* [Request]: List every line in the material below that contains the word "slice".

* [Data to process]:
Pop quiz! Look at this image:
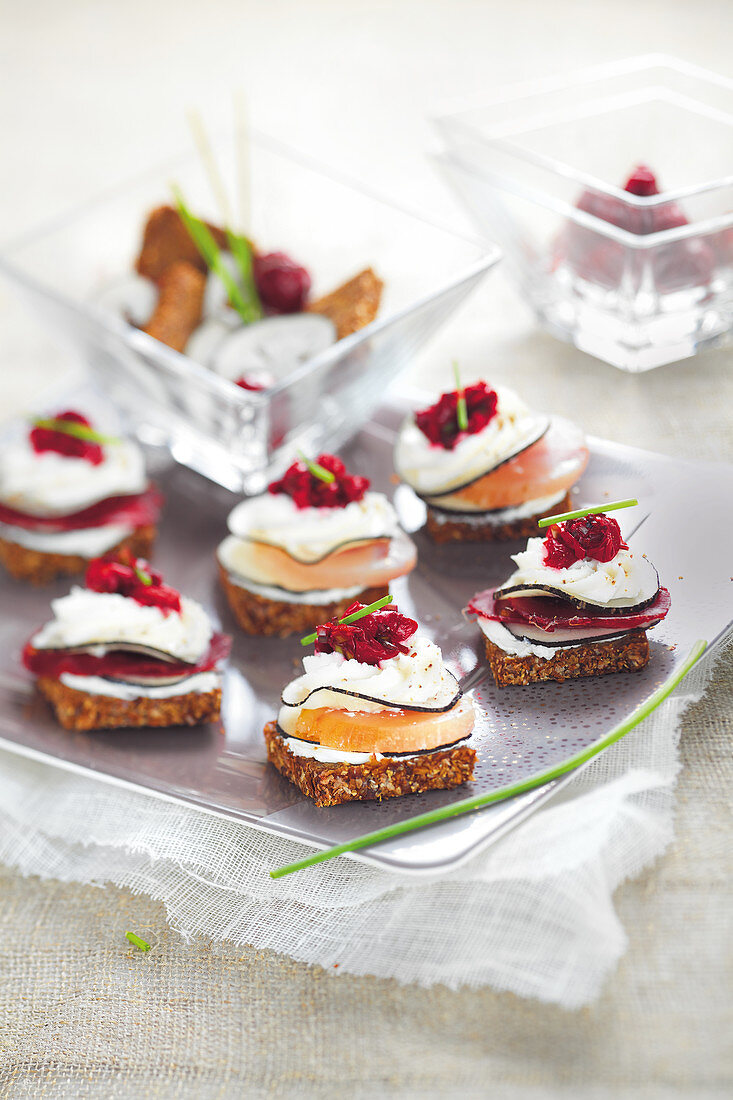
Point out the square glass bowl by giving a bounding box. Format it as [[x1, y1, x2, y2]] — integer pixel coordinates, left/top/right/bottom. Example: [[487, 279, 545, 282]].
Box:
[[435, 55, 733, 371], [0, 129, 500, 493]]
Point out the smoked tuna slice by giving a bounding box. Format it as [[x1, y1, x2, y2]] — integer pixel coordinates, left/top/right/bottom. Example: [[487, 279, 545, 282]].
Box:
[[143, 260, 206, 352], [23, 634, 231, 683], [0, 488, 163, 532]]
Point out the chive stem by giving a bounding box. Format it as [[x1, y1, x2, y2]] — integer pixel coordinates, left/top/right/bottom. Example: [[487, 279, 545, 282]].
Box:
[[453, 360, 468, 431], [270, 640, 708, 879], [296, 451, 336, 485], [32, 418, 122, 443], [132, 562, 153, 587], [300, 593, 394, 646], [124, 932, 150, 952], [537, 498, 638, 527]]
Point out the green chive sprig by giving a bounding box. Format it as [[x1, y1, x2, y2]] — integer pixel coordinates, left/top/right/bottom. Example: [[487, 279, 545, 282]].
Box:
[[270, 640, 708, 879], [537, 499, 638, 527], [32, 417, 122, 443], [453, 360, 468, 431], [300, 593, 394, 646], [173, 186, 262, 325], [132, 562, 153, 589], [124, 932, 150, 952], [296, 451, 336, 485]]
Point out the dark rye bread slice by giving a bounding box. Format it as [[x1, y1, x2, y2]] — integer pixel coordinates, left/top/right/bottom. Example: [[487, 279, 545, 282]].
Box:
[[0, 525, 157, 584], [219, 564, 390, 638], [483, 630, 649, 688], [36, 677, 221, 729], [264, 722, 475, 806], [427, 493, 571, 542]]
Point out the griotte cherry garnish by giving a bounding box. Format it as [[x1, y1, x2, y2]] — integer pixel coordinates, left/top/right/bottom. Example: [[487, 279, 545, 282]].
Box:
[[85, 551, 180, 615], [415, 382, 499, 451], [315, 601, 417, 664], [544, 513, 628, 569], [267, 454, 370, 508], [252, 252, 310, 314], [30, 409, 105, 466]]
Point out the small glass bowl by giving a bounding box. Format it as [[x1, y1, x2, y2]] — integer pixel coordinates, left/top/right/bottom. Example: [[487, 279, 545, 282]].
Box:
[[435, 55, 733, 372], [0, 129, 500, 493]]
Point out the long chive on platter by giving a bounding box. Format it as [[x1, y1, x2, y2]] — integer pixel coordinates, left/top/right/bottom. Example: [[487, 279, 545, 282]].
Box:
[[0, 391, 733, 877]]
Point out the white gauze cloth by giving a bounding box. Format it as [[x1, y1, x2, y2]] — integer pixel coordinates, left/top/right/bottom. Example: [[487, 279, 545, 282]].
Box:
[[0, 646, 711, 1009]]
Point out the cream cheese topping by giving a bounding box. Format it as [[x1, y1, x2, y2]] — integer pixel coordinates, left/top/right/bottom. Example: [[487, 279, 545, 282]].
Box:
[[0, 439, 147, 516], [217, 567, 369, 606], [228, 492, 400, 562], [58, 670, 221, 703], [497, 538, 659, 607], [395, 386, 548, 503], [277, 635, 458, 734], [31, 585, 214, 664]]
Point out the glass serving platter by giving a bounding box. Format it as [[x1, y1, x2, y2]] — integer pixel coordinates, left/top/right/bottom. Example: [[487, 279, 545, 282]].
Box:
[[0, 392, 733, 873]]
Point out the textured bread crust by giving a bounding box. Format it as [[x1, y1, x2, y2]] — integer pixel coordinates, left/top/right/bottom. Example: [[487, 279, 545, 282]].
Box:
[[427, 493, 570, 542], [308, 267, 384, 340], [36, 677, 221, 729], [219, 564, 390, 638], [0, 525, 157, 584], [143, 260, 206, 352], [135, 206, 229, 283], [483, 630, 649, 688], [264, 722, 475, 806]]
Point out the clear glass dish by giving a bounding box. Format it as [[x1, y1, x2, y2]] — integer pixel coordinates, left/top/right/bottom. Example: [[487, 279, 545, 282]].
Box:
[[435, 55, 733, 371], [0, 129, 500, 493]]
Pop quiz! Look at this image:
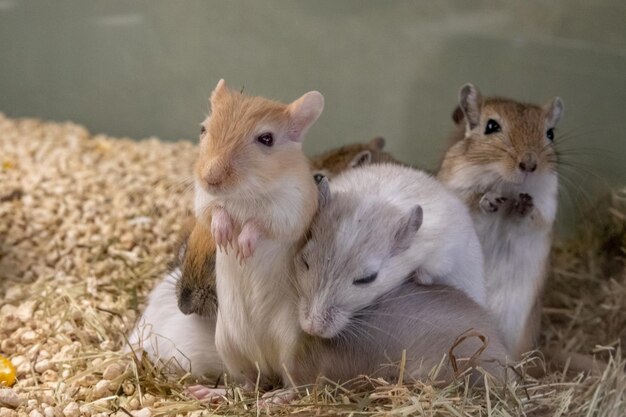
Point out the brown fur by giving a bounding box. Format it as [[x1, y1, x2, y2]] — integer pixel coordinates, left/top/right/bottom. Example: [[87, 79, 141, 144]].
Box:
[[438, 97, 556, 188], [176, 137, 395, 316], [177, 85, 394, 315], [194, 84, 289, 195]]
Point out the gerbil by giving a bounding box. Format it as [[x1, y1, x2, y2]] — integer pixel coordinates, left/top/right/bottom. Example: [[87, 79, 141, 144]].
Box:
[[438, 84, 563, 356], [176, 137, 395, 316], [195, 80, 324, 387], [292, 282, 508, 385], [127, 267, 224, 380], [297, 164, 486, 337], [311, 137, 400, 180]]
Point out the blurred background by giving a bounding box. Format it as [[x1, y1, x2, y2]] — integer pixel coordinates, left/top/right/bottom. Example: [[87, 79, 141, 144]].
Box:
[[0, 0, 626, 228]]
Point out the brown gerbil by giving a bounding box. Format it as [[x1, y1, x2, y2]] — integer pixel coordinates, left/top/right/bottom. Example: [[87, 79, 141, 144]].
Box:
[[176, 137, 397, 316], [311, 136, 399, 179]]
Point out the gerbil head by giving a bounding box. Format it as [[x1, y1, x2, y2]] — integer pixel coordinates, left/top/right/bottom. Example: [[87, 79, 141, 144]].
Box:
[[452, 84, 563, 183], [296, 182, 422, 338], [195, 80, 324, 195], [311, 136, 394, 179]]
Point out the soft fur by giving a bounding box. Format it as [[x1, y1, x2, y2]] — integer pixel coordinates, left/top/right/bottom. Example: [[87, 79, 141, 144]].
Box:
[[297, 164, 486, 337], [196, 81, 323, 386], [128, 268, 224, 380], [176, 137, 395, 316], [439, 84, 563, 355]]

* [Complete output]:
Point out the smoked tuna slice by giving a bounding box. Format it as [[x1, y1, x2, y2]] — integer pixel coordinates, left/top/right/bottom. Example: [[487, 279, 545, 282]].
Point out the dark rye bread slice by giving a bounding box. Format it as [[x1, y1, x2, y2]] — integer pixel coordinates, left/top/right/bottom. Example: [[487, 279, 545, 282]].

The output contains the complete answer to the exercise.